BEGIN

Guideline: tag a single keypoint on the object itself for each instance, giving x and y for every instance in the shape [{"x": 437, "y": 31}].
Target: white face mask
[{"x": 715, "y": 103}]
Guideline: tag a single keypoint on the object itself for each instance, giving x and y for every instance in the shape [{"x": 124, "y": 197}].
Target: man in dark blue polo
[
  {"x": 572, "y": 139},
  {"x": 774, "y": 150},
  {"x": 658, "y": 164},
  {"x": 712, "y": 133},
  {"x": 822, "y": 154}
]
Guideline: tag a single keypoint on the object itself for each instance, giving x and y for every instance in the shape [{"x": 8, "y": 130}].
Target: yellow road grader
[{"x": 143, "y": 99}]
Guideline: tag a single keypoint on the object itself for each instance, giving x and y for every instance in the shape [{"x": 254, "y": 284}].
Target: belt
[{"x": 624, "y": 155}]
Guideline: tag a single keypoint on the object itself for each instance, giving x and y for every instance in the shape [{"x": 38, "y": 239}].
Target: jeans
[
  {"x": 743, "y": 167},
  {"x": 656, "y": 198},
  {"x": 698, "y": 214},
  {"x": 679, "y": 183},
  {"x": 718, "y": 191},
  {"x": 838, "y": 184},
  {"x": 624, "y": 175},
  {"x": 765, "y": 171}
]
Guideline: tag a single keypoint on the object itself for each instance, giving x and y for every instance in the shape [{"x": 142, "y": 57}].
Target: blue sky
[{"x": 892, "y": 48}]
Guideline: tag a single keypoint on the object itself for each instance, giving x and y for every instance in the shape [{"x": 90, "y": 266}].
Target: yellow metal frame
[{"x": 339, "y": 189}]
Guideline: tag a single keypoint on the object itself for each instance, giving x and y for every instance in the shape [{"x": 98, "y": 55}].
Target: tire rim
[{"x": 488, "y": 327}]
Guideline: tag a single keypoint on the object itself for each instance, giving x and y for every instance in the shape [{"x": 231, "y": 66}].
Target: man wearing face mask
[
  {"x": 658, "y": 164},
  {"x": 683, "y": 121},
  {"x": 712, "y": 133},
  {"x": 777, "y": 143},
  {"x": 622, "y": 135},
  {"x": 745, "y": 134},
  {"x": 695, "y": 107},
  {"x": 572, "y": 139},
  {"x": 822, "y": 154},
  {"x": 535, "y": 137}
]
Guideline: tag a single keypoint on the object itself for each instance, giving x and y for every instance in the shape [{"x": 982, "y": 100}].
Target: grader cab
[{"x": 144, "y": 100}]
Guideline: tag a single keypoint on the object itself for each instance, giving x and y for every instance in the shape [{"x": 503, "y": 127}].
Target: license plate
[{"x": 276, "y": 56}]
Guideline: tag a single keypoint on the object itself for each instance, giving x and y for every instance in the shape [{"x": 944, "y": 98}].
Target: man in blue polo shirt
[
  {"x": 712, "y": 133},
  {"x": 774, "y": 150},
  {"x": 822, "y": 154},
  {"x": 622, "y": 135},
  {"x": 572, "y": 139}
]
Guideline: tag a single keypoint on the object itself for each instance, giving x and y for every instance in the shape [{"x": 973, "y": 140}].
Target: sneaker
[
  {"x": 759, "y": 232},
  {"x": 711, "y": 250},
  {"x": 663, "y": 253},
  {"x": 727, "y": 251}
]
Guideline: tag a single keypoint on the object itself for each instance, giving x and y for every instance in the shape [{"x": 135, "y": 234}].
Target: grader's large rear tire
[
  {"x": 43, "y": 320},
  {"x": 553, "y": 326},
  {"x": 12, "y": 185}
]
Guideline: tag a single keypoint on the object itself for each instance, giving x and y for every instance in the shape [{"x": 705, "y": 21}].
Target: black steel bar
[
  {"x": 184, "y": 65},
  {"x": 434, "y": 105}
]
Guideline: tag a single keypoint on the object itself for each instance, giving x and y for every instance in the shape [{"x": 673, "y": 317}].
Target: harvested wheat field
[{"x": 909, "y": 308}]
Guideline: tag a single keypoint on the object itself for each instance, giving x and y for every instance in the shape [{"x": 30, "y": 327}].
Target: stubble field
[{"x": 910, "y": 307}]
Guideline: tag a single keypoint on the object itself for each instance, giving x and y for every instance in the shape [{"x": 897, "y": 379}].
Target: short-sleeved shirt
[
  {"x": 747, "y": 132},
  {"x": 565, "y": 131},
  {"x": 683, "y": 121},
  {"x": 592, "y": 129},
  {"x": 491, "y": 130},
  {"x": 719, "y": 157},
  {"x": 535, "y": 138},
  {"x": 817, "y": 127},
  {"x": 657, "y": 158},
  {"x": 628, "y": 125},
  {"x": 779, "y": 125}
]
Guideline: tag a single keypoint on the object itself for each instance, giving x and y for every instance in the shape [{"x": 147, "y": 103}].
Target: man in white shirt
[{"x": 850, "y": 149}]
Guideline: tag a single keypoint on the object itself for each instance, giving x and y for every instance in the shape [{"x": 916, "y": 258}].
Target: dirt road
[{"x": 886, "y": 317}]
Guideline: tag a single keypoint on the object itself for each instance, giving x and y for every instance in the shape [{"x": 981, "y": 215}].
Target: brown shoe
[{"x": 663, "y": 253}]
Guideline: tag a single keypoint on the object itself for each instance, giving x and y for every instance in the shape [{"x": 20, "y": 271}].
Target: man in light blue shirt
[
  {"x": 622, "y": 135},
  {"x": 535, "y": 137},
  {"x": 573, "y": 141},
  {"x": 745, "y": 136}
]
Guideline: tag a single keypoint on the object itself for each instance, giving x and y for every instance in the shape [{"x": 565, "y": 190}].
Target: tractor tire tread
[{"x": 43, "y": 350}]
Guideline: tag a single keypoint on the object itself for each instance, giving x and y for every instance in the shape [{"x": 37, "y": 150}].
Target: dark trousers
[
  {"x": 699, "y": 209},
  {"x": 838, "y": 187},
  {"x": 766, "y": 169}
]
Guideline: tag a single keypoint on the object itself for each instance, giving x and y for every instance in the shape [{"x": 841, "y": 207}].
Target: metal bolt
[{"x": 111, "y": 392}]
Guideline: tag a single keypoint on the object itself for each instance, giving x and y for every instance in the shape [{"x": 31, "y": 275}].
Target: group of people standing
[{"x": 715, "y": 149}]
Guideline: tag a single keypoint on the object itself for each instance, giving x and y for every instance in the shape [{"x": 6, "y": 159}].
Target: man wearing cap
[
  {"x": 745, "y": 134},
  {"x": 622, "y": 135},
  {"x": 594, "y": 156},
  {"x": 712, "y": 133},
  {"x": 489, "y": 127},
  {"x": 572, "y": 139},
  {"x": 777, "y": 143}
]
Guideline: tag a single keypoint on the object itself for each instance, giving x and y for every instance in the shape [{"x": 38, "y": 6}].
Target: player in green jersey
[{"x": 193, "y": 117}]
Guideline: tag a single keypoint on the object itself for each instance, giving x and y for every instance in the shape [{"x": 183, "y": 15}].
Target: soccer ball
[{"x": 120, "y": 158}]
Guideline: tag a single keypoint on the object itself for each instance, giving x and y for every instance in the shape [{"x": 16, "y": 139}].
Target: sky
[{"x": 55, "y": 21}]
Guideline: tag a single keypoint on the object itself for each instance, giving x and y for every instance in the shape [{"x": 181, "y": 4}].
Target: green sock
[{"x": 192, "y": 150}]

END

**Exercise directions**. Write out the whole listing exactly as it stands.

**Solution to the problem**.
Guideline: tag a single keypoint on the object itself for each instance, giving x and y for every instance in the shape [{"x": 437, "y": 31}].
Target: white face mask
[{"x": 715, "y": 103}]
Guideline: tag a single keypoint on the object itself for each instance, giving x and y for every instance in the shape [{"x": 124, "y": 197}].
Target: man in dark blue polo
[
  {"x": 572, "y": 139},
  {"x": 774, "y": 150},
  {"x": 658, "y": 164},
  {"x": 712, "y": 133},
  {"x": 822, "y": 154}
]
Guideline: tag a single keypoint on the object itself for each instance, giving x and y for every instance in the shape [{"x": 8, "y": 130}].
Target: yellow road grader
[{"x": 143, "y": 99}]
Guideline: tag a single keypoint on the object itself for each instance, giving x and y for every instance in the shape [{"x": 254, "y": 284}].
Target: belt
[{"x": 624, "y": 155}]
Guideline: tag a single keypoint on the object itself for each instance, giving x and y for every instance in the shape [{"x": 38, "y": 239}].
Target: jeans
[
  {"x": 743, "y": 167},
  {"x": 656, "y": 198},
  {"x": 698, "y": 214},
  {"x": 679, "y": 183},
  {"x": 718, "y": 191},
  {"x": 838, "y": 184},
  {"x": 624, "y": 175},
  {"x": 765, "y": 171}
]
Guideline: tag a single keypoint on the object itself for each instance, giving x and y for every instance in the shape [{"x": 142, "y": 57}].
Target: blue sky
[{"x": 892, "y": 48}]
Guideline: tag a single keypoint on the object itself for each instance, giving x and y for every instance in the shape [{"x": 90, "y": 266}].
Target: yellow metal frame
[{"x": 339, "y": 189}]
Guideline: tag a single keypoint on the object itself for each instance, giving x and y for every instance in the shape [{"x": 98, "y": 55}].
Target: tire rim
[{"x": 488, "y": 327}]
Guideline: tag a single keypoint on the object itself for each instance, giving x and y for every instance in the shape [{"x": 231, "y": 66}].
Target: man wearing face mask
[
  {"x": 658, "y": 164},
  {"x": 683, "y": 121},
  {"x": 712, "y": 133},
  {"x": 777, "y": 143},
  {"x": 622, "y": 135},
  {"x": 745, "y": 134},
  {"x": 695, "y": 107},
  {"x": 572, "y": 139},
  {"x": 822, "y": 154},
  {"x": 535, "y": 137}
]
Guideline: tag a single keypoint on the object itself for each instance, giving x and y for every instance in the shape [{"x": 982, "y": 100}].
Target: grader cab
[{"x": 144, "y": 100}]
Guideline: tag a single keypoint on the object itself for each instance, giving x and y for every instance in the shape [{"x": 503, "y": 127}].
Target: license plate
[{"x": 276, "y": 56}]
Guideline: tag a single keypoint on the object itself for each instance, giving x and y for every instance in the shape [{"x": 944, "y": 98}].
Target: man in blue polo shirt
[
  {"x": 712, "y": 133},
  {"x": 774, "y": 150},
  {"x": 822, "y": 154},
  {"x": 622, "y": 135},
  {"x": 572, "y": 139}
]
Guideline: tag a single keypoint on the object itself for each instance, giving x and y for every instance in the shape [{"x": 973, "y": 140}].
Target: sneaker
[
  {"x": 759, "y": 232},
  {"x": 711, "y": 250},
  {"x": 663, "y": 253},
  {"x": 727, "y": 251}
]
Guideline: tag a single keypoint on the object itself for each instance, giving x and y for every instance in the shape [{"x": 135, "y": 234}].
Target: grader's large rear tire
[
  {"x": 43, "y": 320},
  {"x": 553, "y": 326},
  {"x": 12, "y": 185}
]
Guideline: tag a single keypoint on the object itself for each instance, giving x and y for every instance in the shape [{"x": 705, "y": 21}].
Target: black steel bar
[
  {"x": 184, "y": 65},
  {"x": 434, "y": 105}
]
Guideline: tag a single keypoint on the object itself for each instance, giving x and y for every instance in the shape [{"x": 673, "y": 317}].
Target: harvested wheat field
[{"x": 909, "y": 308}]
Guideline: tag a single keypoint on the object itself for each instance, giving x and y for every instance in the shape [{"x": 30, "y": 327}].
Target: stubble field
[{"x": 910, "y": 307}]
Guideline: tag a single keypoint on the object itself for each instance, giving x and y for every instance in the shape [{"x": 897, "y": 379}].
Target: short-sleeved shirt
[
  {"x": 747, "y": 132},
  {"x": 565, "y": 131},
  {"x": 683, "y": 121},
  {"x": 592, "y": 129},
  {"x": 491, "y": 130},
  {"x": 719, "y": 157},
  {"x": 535, "y": 138},
  {"x": 817, "y": 127},
  {"x": 657, "y": 158},
  {"x": 628, "y": 125},
  {"x": 779, "y": 125}
]
Guideline: tag a single keypoint on the object itself for each instance, giving x and y for every instance in the shape [{"x": 147, "y": 103}].
Target: man in white shirt
[{"x": 850, "y": 149}]
Guideline: tag a single keypoint on the object itself for each instance, giving x and y for every instance in the shape [{"x": 916, "y": 258}].
Target: dirt road
[{"x": 886, "y": 317}]
Guideline: tag a single keypoint on the object itself for each instance, giving x and y for every instance in the shape [{"x": 981, "y": 215}].
Target: brown shoe
[{"x": 663, "y": 253}]
Guideline: tag a single keypoint on the object itself for each instance, giving x and y for every instance in the shape [{"x": 20, "y": 271}].
Target: man in light blue shirt
[
  {"x": 622, "y": 135},
  {"x": 535, "y": 137},
  {"x": 573, "y": 141},
  {"x": 745, "y": 136}
]
Guideline: tag a single keypoint on the object itself for each instance, giving x and y for every instance in the shape [{"x": 565, "y": 190}].
Target: tractor tire tread
[{"x": 43, "y": 350}]
Guideline: tag a single keypoint on the object itself for each instance, giving x and y for every instance in the shape [{"x": 37, "y": 150}].
Target: dark trousers
[
  {"x": 699, "y": 209},
  {"x": 838, "y": 187},
  {"x": 766, "y": 169}
]
Guideline: tag a single keypoint on the object itself for each instance, giving x and y for every instance in the shape [{"x": 841, "y": 207}].
Target: metal bolt
[{"x": 111, "y": 392}]
Guideline: tag a single keypoint on the object itself for each instance, giving x and y for every instance in the shape [{"x": 31, "y": 275}].
Target: group of people standing
[{"x": 715, "y": 149}]
Guideline: tag a single keypoint on the object itself for each instance, giving x and y for every instance in the shape [{"x": 6, "y": 159}].
Target: man wearing cap
[
  {"x": 745, "y": 134},
  {"x": 622, "y": 135},
  {"x": 594, "y": 156},
  {"x": 712, "y": 133},
  {"x": 489, "y": 127},
  {"x": 572, "y": 139},
  {"x": 777, "y": 143}
]
Guideline: tag a single keypoint on the object itself for each instance, giving x and y for every instance in the shape [{"x": 38, "y": 6}].
Target: player in green jersey
[{"x": 193, "y": 117}]
Guideline: tag a single keypoint on the object itself for each instance, giving x and y for every instance in the shape [{"x": 183, "y": 15}].
Target: soccer ball
[{"x": 120, "y": 158}]
Guideline: tag a single keypoint on the object itself for each instance, giving x and y for every instance in the shape [{"x": 16, "y": 139}].
Target: sky
[{"x": 55, "y": 21}]
Guideline: tag a single keypoint on the object itself for each instance, giving x and y for every instance in the shape [{"x": 181, "y": 4}].
Target: green sock
[{"x": 192, "y": 150}]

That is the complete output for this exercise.